=== Section Start ===

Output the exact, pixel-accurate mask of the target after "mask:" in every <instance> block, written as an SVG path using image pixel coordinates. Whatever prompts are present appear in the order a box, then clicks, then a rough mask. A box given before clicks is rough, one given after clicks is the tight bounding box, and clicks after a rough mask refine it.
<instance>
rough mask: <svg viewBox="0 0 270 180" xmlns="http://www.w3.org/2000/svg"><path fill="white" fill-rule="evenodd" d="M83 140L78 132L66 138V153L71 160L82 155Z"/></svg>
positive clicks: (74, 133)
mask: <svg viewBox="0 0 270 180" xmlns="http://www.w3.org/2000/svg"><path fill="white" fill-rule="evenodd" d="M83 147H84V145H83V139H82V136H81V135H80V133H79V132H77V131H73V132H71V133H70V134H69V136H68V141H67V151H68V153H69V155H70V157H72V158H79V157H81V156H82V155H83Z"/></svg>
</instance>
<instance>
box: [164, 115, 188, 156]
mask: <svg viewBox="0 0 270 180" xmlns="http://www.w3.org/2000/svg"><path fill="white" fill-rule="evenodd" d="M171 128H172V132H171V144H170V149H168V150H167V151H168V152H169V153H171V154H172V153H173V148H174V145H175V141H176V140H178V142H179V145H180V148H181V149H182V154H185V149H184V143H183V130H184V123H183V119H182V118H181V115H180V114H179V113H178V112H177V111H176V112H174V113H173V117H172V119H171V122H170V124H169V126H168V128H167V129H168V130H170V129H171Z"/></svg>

=== Section End ===

Problem to solve.
Copy the records without any change, starting with the first line and going on through the line containing "positive clicks: (74, 133)".

Reply to the exercise.
Output the exact, pixel-accurate mask of the target after "mask:" in every <instance> block, written as an SVG path using image pixel coordinates. Whatever prompts are present appear in the order a box, then clicks, then a rough mask. A box given before clicks is rough, one given after clicks is the tight bounding box, and clicks after a rough mask refine it.
<instance>
rough mask: <svg viewBox="0 0 270 180" xmlns="http://www.w3.org/2000/svg"><path fill="white" fill-rule="evenodd" d="M83 140L78 132L66 138V153L71 160L82 155Z"/></svg>
positive clicks: (74, 133)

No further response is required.